_What you have to do_. Write out word for word the section of the passage on blue-profiles that opens with the words containing "effect is especially" and closes with "and red peaks.".

_Text passage_.
The blue peak (gas flowing toward the observer) is stronger 
than the red peak (gas flowing away from the observer). This 


effect is especially conspicuous for molecular transition lines 
with a suitable optical depth and critical density. This kind of 
profiles are commonly referred to as “blue-profiles.” They have 
been discussed by many researchers, and are regarded as an 
indicator of gas inflow motion (e.g., Zhou et al. 1993; 
Mardones et al. 1994; Myers et al. 1996; Mardones et al. 
19977), or infall signature. To distinguish a blue-profile from 
multi-component emissions in the line of sight that may also 
show double-peaks, one needs an optically thin line, whose 
profile is single-peaked without a self-absorption feature. The 
peak position of the optically thin line should be close to the 
self-absorption dip between the blue and red peaks.

_Data provided_.
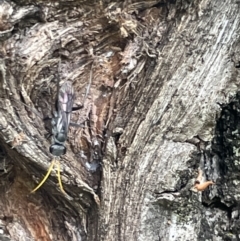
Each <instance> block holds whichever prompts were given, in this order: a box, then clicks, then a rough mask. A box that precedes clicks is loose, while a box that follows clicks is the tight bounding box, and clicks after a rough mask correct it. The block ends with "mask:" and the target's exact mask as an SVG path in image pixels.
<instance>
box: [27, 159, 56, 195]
mask: <svg viewBox="0 0 240 241" xmlns="http://www.w3.org/2000/svg"><path fill="white" fill-rule="evenodd" d="M54 164H55V159H53V160H52V163H51V165H50V167H49V168H48V172H47V174H46V175H45V176H44V178H43V180H42V181H41V182H40V183H39V185H38V186H37V187H36V188H34V189H33V190H32V191H31V193H33V192H36V191H37V190H38V189H39V188H40V187H41V186H42V185H43V183H44V182H45V181H46V180H47V179H48V177H49V175H50V173H51V172H52V169H53V166H54Z"/></svg>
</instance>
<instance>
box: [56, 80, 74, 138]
mask: <svg viewBox="0 0 240 241" xmlns="http://www.w3.org/2000/svg"><path fill="white" fill-rule="evenodd" d="M73 101H74V91H73V87H72V83H71V82H65V83H64V84H63V85H62V86H61V87H60V89H59V93H58V110H57V111H58V121H57V126H56V127H57V131H58V133H59V134H60V133H61V134H60V135H63V136H62V138H58V139H64V138H65V140H62V141H66V139H67V132H68V127H69V123H70V118H71V113H72V107H73ZM59 137H60V136H59ZM59 141H60V140H59Z"/></svg>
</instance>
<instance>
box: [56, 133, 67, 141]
mask: <svg viewBox="0 0 240 241" xmlns="http://www.w3.org/2000/svg"><path fill="white" fill-rule="evenodd" d="M56 139H57V140H58V141H59V142H65V141H66V135H65V134H64V133H57V135H56Z"/></svg>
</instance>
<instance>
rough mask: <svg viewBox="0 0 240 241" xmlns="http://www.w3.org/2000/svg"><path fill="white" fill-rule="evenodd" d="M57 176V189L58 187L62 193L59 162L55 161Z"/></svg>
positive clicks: (64, 192)
mask: <svg viewBox="0 0 240 241" xmlns="http://www.w3.org/2000/svg"><path fill="white" fill-rule="evenodd" d="M57 176H58V183H59V187H60V190H61V191H62V192H63V193H64V194H66V193H65V191H64V189H63V185H62V181H61V173H60V162H59V161H57Z"/></svg>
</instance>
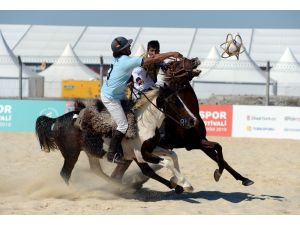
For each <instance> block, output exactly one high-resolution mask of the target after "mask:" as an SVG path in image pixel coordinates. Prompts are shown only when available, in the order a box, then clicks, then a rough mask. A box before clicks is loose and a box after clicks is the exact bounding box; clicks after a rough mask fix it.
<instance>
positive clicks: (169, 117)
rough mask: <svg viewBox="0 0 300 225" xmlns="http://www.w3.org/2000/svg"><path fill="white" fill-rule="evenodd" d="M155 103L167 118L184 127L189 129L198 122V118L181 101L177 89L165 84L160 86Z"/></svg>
mask: <svg viewBox="0 0 300 225" xmlns="http://www.w3.org/2000/svg"><path fill="white" fill-rule="evenodd" d="M156 105H157V107H158V108H159V109H162V111H163V112H164V114H165V116H166V117H167V118H169V119H171V120H173V121H174V122H176V123H177V124H179V125H180V126H181V127H184V128H185V129H190V128H192V127H194V126H196V124H197V123H198V119H197V118H196V117H195V115H194V114H193V113H192V112H191V111H190V110H189V109H188V107H187V106H186V105H185V103H184V102H183V101H182V99H181V97H180V96H179V95H178V91H174V90H172V89H171V88H169V87H168V86H167V85H164V86H163V87H160V89H159V95H158V97H157V99H156Z"/></svg>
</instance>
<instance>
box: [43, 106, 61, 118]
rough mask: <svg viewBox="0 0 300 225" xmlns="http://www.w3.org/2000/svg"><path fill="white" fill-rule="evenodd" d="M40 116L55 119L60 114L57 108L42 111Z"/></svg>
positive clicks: (57, 116)
mask: <svg viewBox="0 0 300 225" xmlns="http://www.w3.org/2000/svg"><path fill="white" fill-rule="evenodd" d="M40 115H46V116H48V117H51V118H54V117H58V112H57V110H56V109H55V108H52V107H47V108H44V109H42V110H41V111H40Z"/></svg>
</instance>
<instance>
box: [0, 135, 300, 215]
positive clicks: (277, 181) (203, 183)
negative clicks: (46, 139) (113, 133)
mask: <svg viewBox="0 0 300 225" xmlns="http://www.w3.org/2000/svg"><path fill="white" fill-rule="evenodd" d="M209 139H210V140H213V141H217V142H219V143H220V144H221V145H222V146H223V153H224V157H225V159H226V160H227V162H228V163H229V164H230V165H231V166H232V167H233V168H235V169H236V170H237V171H238V172H240V173H241V174H242V175H244V176H246V177H248V178H250V179H252V180H253V181H255V184H253V185H252V186H248V187H245V186H243V185H242V184H241V182H239V181H236V180H235V179H234V178H233V177H232V176H231V175H230V174H229V173H228V172H227V171H226V172H224V174H223V175H222V177H221V179H220V181H219V182H215V181H214V179H213V172H214V170H215V169H216V168H217V165H216V164H215V163H214V162H213V161H212V160H211V159H209V158H208V157H207V156H206V155H205V154H204V153H203V152H202V151H200V150H199V151H197V150H195V151H191V152H187V151H185V150H183V149H177V150H176V153H177V154H178V156H179V163H180V167H181V170H182V173H183V174H184V175H185V176H186V177H187V178H188V179H189V181H190V182H191V183H192V185H193V187H194V192H193V193H183V194H181V195H177V194H176V193H175V192H174V191H173V190H169V189H168V188H167V187H165V186H163V185H162V184H160V183H157V182H156V181H153V180H150V181H148V182H147V183H145V184H144V186H143V188H142V189H141V190H139V191H136V192H133V191H132V190H123V191H122V192H119V193H116V192H115V190H114V191H112V189H113V188H112V187H111V185H110V184H108V183H107V182H105V181H104V180H101V179H100V178H99V177H97V176H96V175H95V174H93V173H92V172H91V171H90V169H89V165H88V161H87V157H86V155H85V154H84V153H82V154H81V155H80V157H79V161H78V162H77V164H76V166H75V168H74V170H73V173H72V177H71V180H70V185H69V186H67V185H66V184H65V183H64V181H63V179H62V178H61V177H60V175H59V172H60V170H61V167H62V165H63V157H62V156H61V154H60V152H59V151H55V152H50V153H46V152H43V151H41V150H40V147H39V144H38V141H37V139H36V137H35V135H34V134H33V133H0V143H1V147H0V154H1V155H0V165H1V167H0V178H1V179H0V214H1V215H4V214H7V215H15V214H17V215H20V214H21V215H24V214H25V215H27V214H33V215H39V214H42V215H46V214H47V215H48V214H50V215H55V214H60V215H61V214H63V215H66V214H67V215H69V214H70V215H75V214H79V215H84V214H87V215H90V214H96V215H111V214H117V215H119V214H121V215H128V214H130V215H202V214H206V215H207V214H208V215H262V214H263V215H293V214H296V215H299V214H300V181H299V178H300V177H299V174H300V172H299V171H300V163H299V162H300V141H295V140H275V139H274V140H271V139H245V138H220V137H209ZM102 163H103V162H102ZM103 164H104V163H103ZM105 166H106V167H105V168H106V169H105V170H107V172H109V171H110V170H111V167H112V165H111V164H107V163H106V162H105ZM109 167H110V168H109ZM132 170H133V171H134V169H132ZM159 174H160V175H162V176H164V177H166V178H168V179H169V178H170V173H169V172H168V171H166V170H165V169H164V171H161V172H160V173H159Z"/></svg>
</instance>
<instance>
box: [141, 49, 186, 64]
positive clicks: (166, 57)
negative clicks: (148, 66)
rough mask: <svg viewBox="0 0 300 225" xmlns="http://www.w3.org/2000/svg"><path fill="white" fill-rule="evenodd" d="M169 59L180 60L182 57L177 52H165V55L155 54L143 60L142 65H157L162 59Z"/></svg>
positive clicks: (164, 53) (179, 54)
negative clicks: (152, 56) (180, 58)
mask: <svg viewBox="0 0 300 225" xmlns="http://www.w3.org/2000/svg"><path fill="white" fill-rule="evenodd" d="M170 57H175V58H182V55H181V54H180V53H179V52H166V53H161V54H156V55H155V56H153V57H146V58H144V64H143V65H149V64H153V63H158V62H161V61H163V60H164V59H167V58H170Z"/></svg>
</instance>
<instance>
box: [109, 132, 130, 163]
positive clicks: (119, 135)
mask: <svg viewBox="0 0 300 225" xmlns="http://www.w3.org/2000/svg"><path fill="white" fill-rule="evenodd" d="M124 136H125V134H123V133H122V132H120V131H118V130H115V131H113V135H112V138H111V140H110V144H109V149H108V152H107V160H108V161H109V162H114V163H118V164H124V163H125V162H126V161H125V160H124V158H123V150H122V146H121V141H122V139H123V137H124Z"/></svg>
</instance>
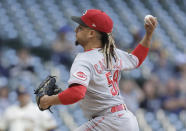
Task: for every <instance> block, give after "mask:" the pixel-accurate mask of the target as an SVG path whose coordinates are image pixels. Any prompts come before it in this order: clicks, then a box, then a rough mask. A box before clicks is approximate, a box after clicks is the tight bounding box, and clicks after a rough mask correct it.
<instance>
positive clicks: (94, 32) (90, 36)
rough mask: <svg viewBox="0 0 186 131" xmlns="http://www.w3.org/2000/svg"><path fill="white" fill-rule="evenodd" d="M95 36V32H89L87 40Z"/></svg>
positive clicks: (90, 30)
mask: <svg viewBox="0 0 186 131" xmlns="http://www.w3.org/2000/svg"><path fill="white" fill-rule="evenodd" d="M95 36H96V32H95V31H94V30H90V31H89V32H88V38H93V37H95Z"/></svg>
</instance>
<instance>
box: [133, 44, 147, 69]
mask: <svg viewBox="0 0 186 131" xmlns="http://www.w3.org/2000/svg"><path fill="white" fill-rule="evenodd" d="M148 52H149V48H147V47H144V46H143V45H141V44H138V46H137V47H136V48H135V49H134V50H133V51H132V54H133V55H135V56H136V57H137V58H138V60H139V64H138V65H137V67H139V66H140V65H141V64H142V63H143V61H144V60H145V58H146V57H147V55H148Z"/></svg>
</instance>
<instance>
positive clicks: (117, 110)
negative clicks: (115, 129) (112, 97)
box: [111, 104, 127, 113]
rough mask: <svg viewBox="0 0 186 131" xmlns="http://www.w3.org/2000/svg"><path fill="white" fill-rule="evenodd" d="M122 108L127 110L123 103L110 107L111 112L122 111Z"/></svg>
mask: <svg viewBox="0 0 186 131" xmlns="http://www.w3.org/2000/svg"><path fill="white" fill-rule="evenodd" d="M122 110H127V107H126V106H125V105H124V104H121V105H117V106H113V107H112V108H111V112H112V113H114V112H118V111H122Z"/></svg>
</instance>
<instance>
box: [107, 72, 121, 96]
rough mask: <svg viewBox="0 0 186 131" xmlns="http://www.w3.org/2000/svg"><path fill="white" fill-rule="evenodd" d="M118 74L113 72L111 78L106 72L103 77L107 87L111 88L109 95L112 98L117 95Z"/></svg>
mask: <svg viewBox="0 0 186 131" xmlns="http://www.w3.org/2000/svg"><path fill="white" fill-rule="evenodd" d="M118 73H119V71H118V70H116V71H115V72H114V75H113V77H112V75H111V72H107V73H106V74H105V75H106V77H107V81H108V85H109V87H110V86H112V88H111V89H110V93H111V94H112V95H113V96H116V95H118V94H119V87H118Z"/></svg>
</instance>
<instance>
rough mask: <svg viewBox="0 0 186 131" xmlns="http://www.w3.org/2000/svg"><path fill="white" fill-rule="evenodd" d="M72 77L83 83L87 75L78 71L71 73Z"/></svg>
mask: <svg viewBox="0 0 186 131" xmlns="http://www.w3.org/2000/svg"><path fill="white" fill-rule="evenodd" d="M73 76H75V77H76V78H78V79H80V80H83V81H85V80H86V79H87V75H86V74H85V73H84V72H82V71H78V72H75V73H73Z"/></svg>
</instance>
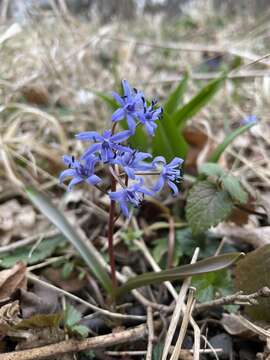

_Response below_.
effect is especially conspicuous for molecular transition lines 
with a suitable optical depth and critical density. This kind of 
profiles are commonly referred to as “blue-profiles.” They have 
been discussed by many researchers, and are regarded as an 
indicator of gas inflow motion (e.g., Zhou et al. 1993; 
Mardones et al. 1994; Myers et al. 1996; Mardones et al. 
19977), or infall signature. To distinguish a blue-profile from 
multi-component emissions in the line of sight that may also 
show double-peaks, one needs an optically thin line, whose 
profile is single-peaked without a self-absorption feature. The 
peak position of the optically thin line should be close to the 
self-absorption dip between the blue and red peaks.